-- start of Data records --

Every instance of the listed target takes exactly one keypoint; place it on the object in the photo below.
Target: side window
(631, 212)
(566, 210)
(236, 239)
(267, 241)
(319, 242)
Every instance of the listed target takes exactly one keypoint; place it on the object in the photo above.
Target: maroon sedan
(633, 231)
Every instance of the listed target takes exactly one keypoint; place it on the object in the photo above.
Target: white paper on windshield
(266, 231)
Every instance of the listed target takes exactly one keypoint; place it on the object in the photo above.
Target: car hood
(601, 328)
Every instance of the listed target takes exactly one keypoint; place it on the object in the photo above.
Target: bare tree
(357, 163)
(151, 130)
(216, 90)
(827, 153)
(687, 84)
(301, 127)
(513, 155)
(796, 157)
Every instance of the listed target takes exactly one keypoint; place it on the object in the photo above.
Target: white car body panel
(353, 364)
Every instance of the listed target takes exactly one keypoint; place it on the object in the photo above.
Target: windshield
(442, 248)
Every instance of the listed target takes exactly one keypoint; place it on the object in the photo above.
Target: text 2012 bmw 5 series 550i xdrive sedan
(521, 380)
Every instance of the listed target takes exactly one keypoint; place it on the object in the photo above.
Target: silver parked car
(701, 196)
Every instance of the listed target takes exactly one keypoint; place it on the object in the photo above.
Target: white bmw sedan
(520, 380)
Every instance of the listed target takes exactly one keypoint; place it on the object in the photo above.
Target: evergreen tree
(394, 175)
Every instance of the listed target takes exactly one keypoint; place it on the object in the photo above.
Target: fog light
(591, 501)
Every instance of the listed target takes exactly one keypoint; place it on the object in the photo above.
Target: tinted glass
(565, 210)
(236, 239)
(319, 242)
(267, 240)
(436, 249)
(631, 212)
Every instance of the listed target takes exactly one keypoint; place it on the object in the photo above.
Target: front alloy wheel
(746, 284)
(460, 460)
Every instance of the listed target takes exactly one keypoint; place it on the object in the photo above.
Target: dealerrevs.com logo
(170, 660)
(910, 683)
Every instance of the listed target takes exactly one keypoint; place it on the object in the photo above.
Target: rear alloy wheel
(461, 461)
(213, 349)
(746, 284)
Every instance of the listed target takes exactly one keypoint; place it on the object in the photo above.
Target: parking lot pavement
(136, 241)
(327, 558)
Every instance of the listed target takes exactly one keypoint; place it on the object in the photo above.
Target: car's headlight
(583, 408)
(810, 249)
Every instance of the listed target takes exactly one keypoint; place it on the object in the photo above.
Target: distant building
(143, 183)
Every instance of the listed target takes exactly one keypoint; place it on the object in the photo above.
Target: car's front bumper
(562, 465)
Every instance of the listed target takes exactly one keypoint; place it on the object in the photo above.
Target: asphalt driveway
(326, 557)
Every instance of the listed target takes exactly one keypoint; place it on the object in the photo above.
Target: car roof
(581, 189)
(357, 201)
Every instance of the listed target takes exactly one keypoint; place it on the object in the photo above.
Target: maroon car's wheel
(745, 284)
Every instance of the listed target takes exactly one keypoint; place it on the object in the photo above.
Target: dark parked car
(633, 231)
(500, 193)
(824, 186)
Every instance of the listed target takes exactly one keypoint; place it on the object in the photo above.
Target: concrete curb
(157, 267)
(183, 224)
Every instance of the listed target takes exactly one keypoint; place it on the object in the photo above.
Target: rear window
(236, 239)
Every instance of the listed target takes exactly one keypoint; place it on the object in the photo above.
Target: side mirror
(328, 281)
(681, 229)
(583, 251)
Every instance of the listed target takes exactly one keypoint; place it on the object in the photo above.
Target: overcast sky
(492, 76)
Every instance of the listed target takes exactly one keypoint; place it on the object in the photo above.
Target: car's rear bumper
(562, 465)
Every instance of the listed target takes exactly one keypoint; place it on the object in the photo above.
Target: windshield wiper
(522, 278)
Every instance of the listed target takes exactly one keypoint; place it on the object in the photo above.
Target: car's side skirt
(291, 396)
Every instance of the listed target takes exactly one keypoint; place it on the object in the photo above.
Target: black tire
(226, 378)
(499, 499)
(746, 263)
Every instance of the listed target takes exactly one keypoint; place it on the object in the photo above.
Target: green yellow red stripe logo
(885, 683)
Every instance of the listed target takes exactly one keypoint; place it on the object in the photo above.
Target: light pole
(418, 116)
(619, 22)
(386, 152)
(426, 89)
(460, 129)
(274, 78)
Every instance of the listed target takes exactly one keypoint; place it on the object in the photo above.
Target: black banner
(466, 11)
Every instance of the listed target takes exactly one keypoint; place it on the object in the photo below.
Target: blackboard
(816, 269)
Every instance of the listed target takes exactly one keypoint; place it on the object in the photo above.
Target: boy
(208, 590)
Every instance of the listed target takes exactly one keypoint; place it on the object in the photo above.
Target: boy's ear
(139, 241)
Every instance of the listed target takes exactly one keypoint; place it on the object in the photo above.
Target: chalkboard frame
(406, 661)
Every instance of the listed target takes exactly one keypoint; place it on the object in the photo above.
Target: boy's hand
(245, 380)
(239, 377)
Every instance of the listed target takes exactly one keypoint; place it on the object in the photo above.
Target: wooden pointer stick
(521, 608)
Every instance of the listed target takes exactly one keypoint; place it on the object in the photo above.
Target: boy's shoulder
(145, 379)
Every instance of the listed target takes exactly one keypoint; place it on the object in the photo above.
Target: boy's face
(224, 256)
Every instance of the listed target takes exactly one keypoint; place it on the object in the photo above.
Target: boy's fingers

-- end of Data records --

— What the task asks —
Please count the lines in the listing above that contain the word "side", treating uppercase and lowercase as different, and give only the number.

— The reply —
3